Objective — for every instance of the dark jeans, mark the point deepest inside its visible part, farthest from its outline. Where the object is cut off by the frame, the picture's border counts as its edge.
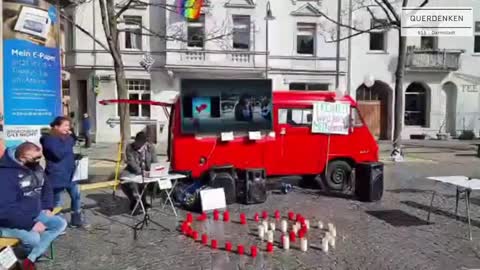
(133, 191)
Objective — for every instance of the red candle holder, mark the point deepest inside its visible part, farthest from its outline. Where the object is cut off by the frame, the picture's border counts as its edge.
(277, 215)
(292, 236)
(240, 250)
(299, 216)
(243, 219)
(270, 247)
(228, 246)
(204, 239)
(214, 244)
(253, 251)
(226, 216)
(301, 233)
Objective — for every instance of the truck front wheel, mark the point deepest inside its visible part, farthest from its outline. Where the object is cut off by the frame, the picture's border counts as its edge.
(338, 175)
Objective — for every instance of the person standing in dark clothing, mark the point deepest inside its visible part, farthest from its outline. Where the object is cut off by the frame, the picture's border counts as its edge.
(86, 126)
(60, 167)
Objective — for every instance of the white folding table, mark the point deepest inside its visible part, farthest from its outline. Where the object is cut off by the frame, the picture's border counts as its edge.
(463, 184)
(167, 184)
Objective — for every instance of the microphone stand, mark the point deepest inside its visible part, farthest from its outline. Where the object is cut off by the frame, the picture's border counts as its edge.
(146, 216)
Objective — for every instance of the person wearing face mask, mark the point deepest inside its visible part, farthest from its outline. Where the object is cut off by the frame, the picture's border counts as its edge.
(60, 167)
(139, 157)
(26, 202)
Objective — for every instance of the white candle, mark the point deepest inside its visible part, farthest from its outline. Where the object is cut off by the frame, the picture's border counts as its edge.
(272, 226)
(325, 244)
(286, 242)
(284, 226)
(332, 241)
(332, 229)
(320, 224)
(261, 232)
(303, 244)
(270, 236)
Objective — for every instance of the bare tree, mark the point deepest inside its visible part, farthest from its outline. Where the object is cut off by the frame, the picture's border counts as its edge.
(389, 18)
(111, 14)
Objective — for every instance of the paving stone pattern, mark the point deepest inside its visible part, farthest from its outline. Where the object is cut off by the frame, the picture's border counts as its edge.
(391, 234)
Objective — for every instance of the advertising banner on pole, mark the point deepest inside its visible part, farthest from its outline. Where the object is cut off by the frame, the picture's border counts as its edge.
(31, 69)
(331, 118)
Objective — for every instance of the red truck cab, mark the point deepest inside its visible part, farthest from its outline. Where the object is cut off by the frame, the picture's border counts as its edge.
(290, 148)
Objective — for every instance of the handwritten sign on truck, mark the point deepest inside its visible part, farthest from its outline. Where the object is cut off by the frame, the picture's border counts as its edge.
(331, 118)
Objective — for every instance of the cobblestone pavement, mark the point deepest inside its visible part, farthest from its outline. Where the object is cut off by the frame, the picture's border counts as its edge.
(391, 234)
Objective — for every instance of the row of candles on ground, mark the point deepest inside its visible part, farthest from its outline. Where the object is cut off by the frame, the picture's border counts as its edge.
(267, 229)
(300, 229)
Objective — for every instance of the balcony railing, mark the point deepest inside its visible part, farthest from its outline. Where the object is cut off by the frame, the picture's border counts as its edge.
(435, 60)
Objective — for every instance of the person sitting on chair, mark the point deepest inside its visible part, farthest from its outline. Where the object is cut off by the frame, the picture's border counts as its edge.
(26, 202)
(139, 157)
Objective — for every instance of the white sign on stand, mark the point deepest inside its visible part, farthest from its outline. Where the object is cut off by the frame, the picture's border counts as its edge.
(213, 199)
(331, 118)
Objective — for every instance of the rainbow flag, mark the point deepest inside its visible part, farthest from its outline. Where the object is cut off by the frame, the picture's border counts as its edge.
(189, 9)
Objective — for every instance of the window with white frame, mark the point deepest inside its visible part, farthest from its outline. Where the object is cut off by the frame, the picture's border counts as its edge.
(133, 32)
(196, 32)
(428, 43)
(306, 38)
(241, 32)
(378, 36)
(138, 90)
(476, 43)
(309, 86)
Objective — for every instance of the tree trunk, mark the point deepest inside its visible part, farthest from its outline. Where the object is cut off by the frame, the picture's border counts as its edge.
(399, 95)
(122, 93)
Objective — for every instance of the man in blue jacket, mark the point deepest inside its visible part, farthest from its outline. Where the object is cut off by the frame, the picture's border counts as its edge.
(26, 201)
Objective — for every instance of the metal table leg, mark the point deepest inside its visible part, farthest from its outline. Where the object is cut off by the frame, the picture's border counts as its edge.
(431, 204)
(467, 204)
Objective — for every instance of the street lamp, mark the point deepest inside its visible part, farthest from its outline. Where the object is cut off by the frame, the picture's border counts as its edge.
(268, 17)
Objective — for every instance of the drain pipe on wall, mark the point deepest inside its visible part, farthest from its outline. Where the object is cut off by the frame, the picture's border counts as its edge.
(337, 60)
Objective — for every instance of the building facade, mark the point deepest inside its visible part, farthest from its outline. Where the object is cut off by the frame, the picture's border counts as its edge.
(229, 41)
(441, 83)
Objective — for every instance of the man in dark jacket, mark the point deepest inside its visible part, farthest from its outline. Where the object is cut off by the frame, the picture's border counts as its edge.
(26, 201)
(139, 157)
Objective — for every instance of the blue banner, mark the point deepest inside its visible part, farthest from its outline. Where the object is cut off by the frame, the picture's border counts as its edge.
(31, 94)
(32, 83)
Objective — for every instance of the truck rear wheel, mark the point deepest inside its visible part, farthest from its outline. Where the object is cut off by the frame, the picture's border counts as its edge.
(338, 175)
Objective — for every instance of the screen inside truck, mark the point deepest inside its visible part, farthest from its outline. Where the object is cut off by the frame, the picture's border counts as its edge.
(214, 106)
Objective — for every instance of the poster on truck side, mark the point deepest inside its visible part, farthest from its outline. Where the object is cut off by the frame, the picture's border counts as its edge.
(331, 118)
(31, 69)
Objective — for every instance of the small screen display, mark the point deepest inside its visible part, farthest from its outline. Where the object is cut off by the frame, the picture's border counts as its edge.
(214, 106)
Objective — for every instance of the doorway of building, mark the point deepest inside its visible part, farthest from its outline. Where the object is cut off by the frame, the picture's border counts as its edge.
(374, 105)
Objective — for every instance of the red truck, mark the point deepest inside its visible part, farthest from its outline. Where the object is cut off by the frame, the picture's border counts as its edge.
(289, 148)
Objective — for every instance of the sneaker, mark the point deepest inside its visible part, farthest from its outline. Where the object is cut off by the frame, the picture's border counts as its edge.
(28, 265)
(78, 221)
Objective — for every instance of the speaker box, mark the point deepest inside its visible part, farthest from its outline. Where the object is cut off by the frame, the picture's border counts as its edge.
(369, 181)
(252, 186)
(226, 178)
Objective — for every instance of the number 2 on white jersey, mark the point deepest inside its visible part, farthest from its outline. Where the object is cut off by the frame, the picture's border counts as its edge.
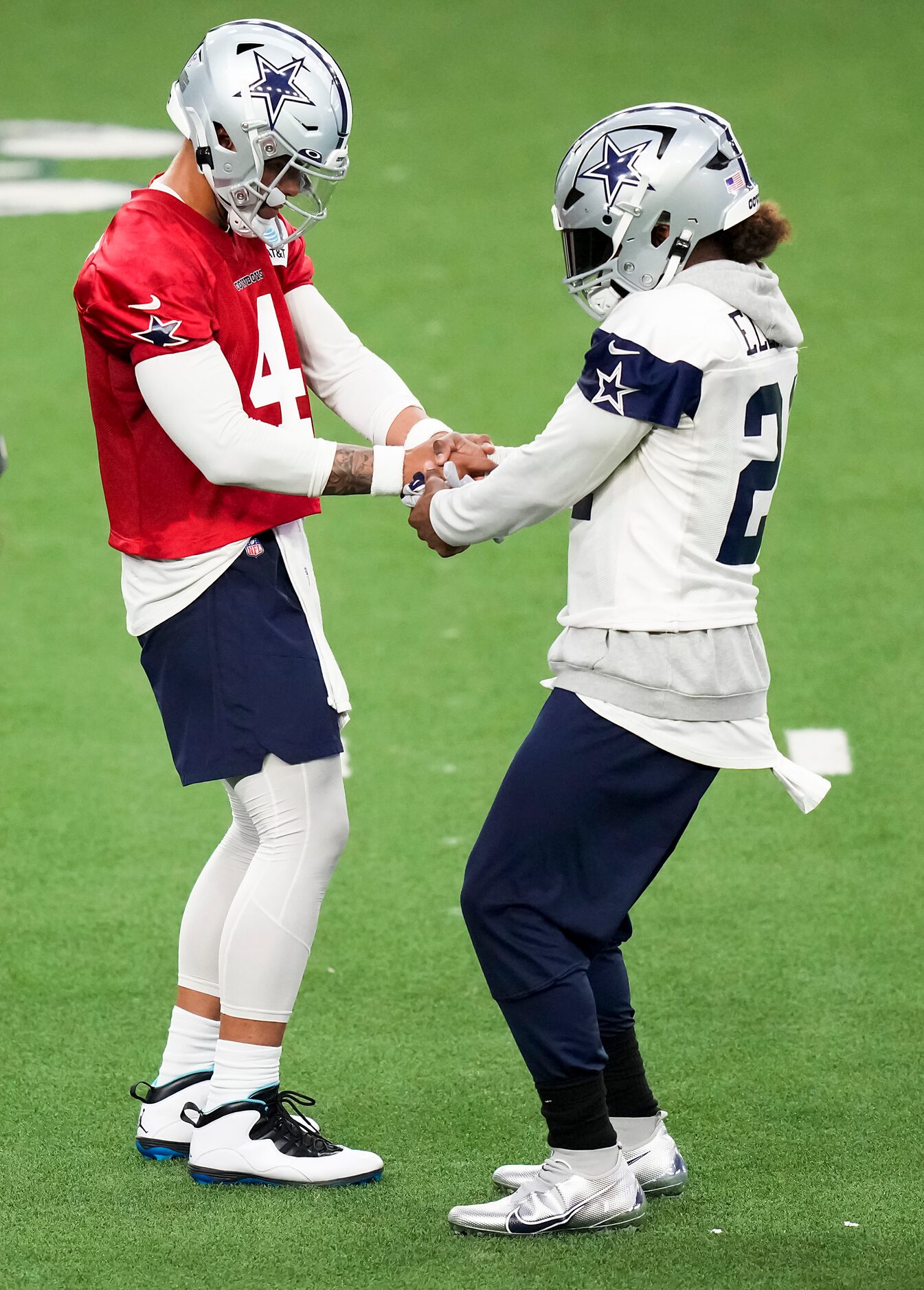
(765, 431)
(274, 381)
★ ★ ★
**Work instruction**
Without the pictures, retype all of the data above exactly.

**The answer**
Objective — for every instance of the dark jeans, mark the point deepest inside its visible part, farthest from its outline. Where the object is cut off by the frame, the picture's border counts as its edge.
(133, 191)
Objective — for every instance of the red candle holder, mark the point deepest inside its visible part, farthest from its outline. Where the object is cut off by the frame, the picture's border counts as its edge.
(277, 215)
(292, 236)
(240, 250)
(299, 216)
(243, 219)
(270, 247)
(228, 246)
(204, 239)
(214, 244)
(253, 251)
(226, 216)
(301, 233)
Objective — for every instance of the truck front wheel, mark the point deepest inside its visible part, farthest from its outline. Where the object is cut off by the frame, the picture's border counts as its edge.
(338, 175)
Objective — for every instance of the person standing in dark clothing, mark the point deepest inside its visible part, farthest from its outline. Where the object is cut off by the frame, the picture's border counts as its edge.
(86, 126)
(60, 167)
Objective — for every instance of the white folding table, mark the point deepest inside its visible part, farthest from its outline. Where the object is cut off by the frame, the picture's border counts as its edge.
(463, 184)
(167, 184)
Objective — for every instance of the microphone stand, mark the point deepest inside its visible part, farthest from its outline. Where the object is cut off by the frame, the picture's border counts as its edge.
(146, 216)
Objective — for every instance of the person wearing face mask, mark the point deepest inside its visible part, farthest from its outline. Where the object is cut off by the frame, the picture's border counts as its edge.
(60, 167)
(139, 157)
(26, 202)
Objective — for every instance of the white candle, mark the point deepest inside its visible part, farthest from its outline. Where the object is cut off by the frame, the picture's border counts as its edge.
(272, 226)
(325, 244)
(286, 242)
(284, 226)
(332, 241)
(332, 229)
(320, 224)
(261, 232)
(303, 244)
(270, 236)
Objective — for every instance of the bare tree, mark the point deepest inside its visible part, farthest from its outline. Where the object is cut off by the frame, the picture's border counts as its edge.
(389, 18)
(111, 14)
Objective — for every instance of the paving stone pattern, mark the point deepest inside its visible part, farthest from its outline. Where the object is cut off by the frame, the picture's border counts as its edge.
(391, 234)
Objective — for every instance of the advertising banner on pole, mark the point deepest inside its visible part, farthest from its outline. Where the object is cut off by the frame, the picture's border counts as its edge.
(31, 69)
(331, 118)
Objective — for every instance of the red truck cab, mark the point deepest inside its visible part, farthest from its outline. Where the object is cut off by the frame, the picture's border counts as its edge.
(290, 148)
Objective — for every instance of the handwritten sign on truck, mark the point deepest inside its visible part, farthest from its outline. Where the object is cut off by the frame, the picture's border counts as its edge.
(331, 118)
Objective — for every instance of the cobblestone pavement, mark the point deepest inside its visible part, farthest from its outline. Where the object is cut off by the frame, the picture's border counts as its edge.
(391, 234)
Objective — for every instance of the row of candles on ground, mark the point deepest inside its visible part, farthest from its outline. Where the object is cut off by the frame, the picture's border counts as its edge.
(267, 229)
(300, 229)
Objective — for every instance of the balcony railing, mark the point deepest inside its visible part, farthest from its outline. Where the object is cut off by the frame, the picture's border counts as its edge.
(435, 60)
Objective — for every instance of the person sitting on chair, mark the point deepest inside its visible part, farthest from its outline. Where the object is cut off by the frame, the picture's border counts as its edge.
(26, 202)
(139, 157)
Objective — for every instance of the white sign on stand, mark the point deepest inside its visible part, farthest from its outline. Where the object is cut off by the frame, the picture's border counts as its edge.
(213, 199)
(331, 118)
Objective — for every instance of the rainbow flag, mark the point deepest inside its visible part, farthest from its outline. Where the object is cut off by the frame, the picture's border counts as its edge.
(189, 9)
Objective — for every instance of the window with white frame, mark the point deepest inside its visible part, farthest from its outline. Where the object is cut off by the frame, the picture's border counts as its edge.
(133, 32)
(196, 32)
(428, 43)
(306, 38)
(241, 32)
(378, 36)
(138, 90)
(476, 43)
(309, 86)
Objective — for every instance of the tree trunk, mark the point deepest inside its visible part, farthest from its outline. Where the object is cut off by the frame, the picture's border counts as its edge.
(399, 95)
(122, 93)
Objective — for every instance of the man in blue jacket, mark the point deepest inside its visible part, farthest from its outline. Where the object is cut off by the frame, the picture's border counts as its edge.
(26, 201)
Objective — for every instance of the metal table leg, mark the point deepest inside its visible part, farthest from its outline. Where the object is cut off by the frame, the picture's border counts as its edge.
(431, 204)
(467, 204)
Objective — for every instance of the street lamp, mark the point deepest inside its visible part, farthest from its outline. Where the object is cut off by the frame, the picture's border counts as its edge.
(268, 17)
Objective — for every instance of the drain pipe on wall, mark the point deepest inside its visible part, farthest from its outline. Where the object is cut off by the frame, the picture's border counts as its edge.
(337, 60)
Objective — for every instance of the building facade, mark the point deepest inside its visible part, farthest from its outline. Where the object is cut off by the frame, the picture's border counts as its edge.
(229, 41)
(441, 83)
Objective — for every instance of the man in dark jacket, mark the point deepest inside its visible part, farthest from its outline. Where the object is cut off by the frame, the picture's border counts as its edge.
(26, 201)
(139, 157)
Objective — for every instance of the blue banner, mark the point deepest inside its visible part, farthest from its outline. Where the object is cut off by the frame, the picture's border counts as its edge.
(31, 94)
(32, 83)
Objective — for every instance of the truck rear wheel, mark the point deepest inside its visible part, farthest from its outline. Where the object is cut off by the frame, the picture's border counts as its edge.
(338, 175)
Objective — for every instance of the screen inside truck, mark the point deepest inside its visible part, farthest from its outline. Where the object is cut off by the frame, the picture's border counts as its edge.
(214, 106)
Objective — for every instance of the poster on truck side, mark the point deepest inside its visible part, farthest from its outline. Where the object is cut off by the frame, the picture's border counts as its edge.
(331, 118)
(31, 69)
Objective — for every instance of the small screen display, mark the point deepest inside its visible part, farthest from its outline. Where the object is cut off by the frame, the picture's border counts as its edge.
(214, 106)
Objective — for every instance of the doorway of building, mark the point deepest inside its visible part, farthest from its outline. Where the object is cut off by the frame, the picture's border counts as its edge.
(374, 105)
Objective — for every instance of the red truck, mark the point deepest inside its visible part, farthest from its outline. Where the object is cut off by the frame, the picture's border counts as its edge.
(289, 148)
Objective — for every instance of the sneaker, mark the point deepest inside its visible part, farthest from its outline. Where the object is cut off by the frame, the picture's border counts as its edge.
(28, 265)
(78, 221)
Objective — for every instance of the speaker box, mark the point deepest inside its visible part, farthest from its outline. Where the object is cut off by the frame, the picture's border counts as its edge.
(369, 181)
(252, 186)
(226, 178)
Objective — for every instance of the number 2 on white jersey, mark the point deepest inside its visible part, farthest from its outline. Where the object is cut off by the frame, the picture's border counts as its edge.
(765, 431)
(274, 381)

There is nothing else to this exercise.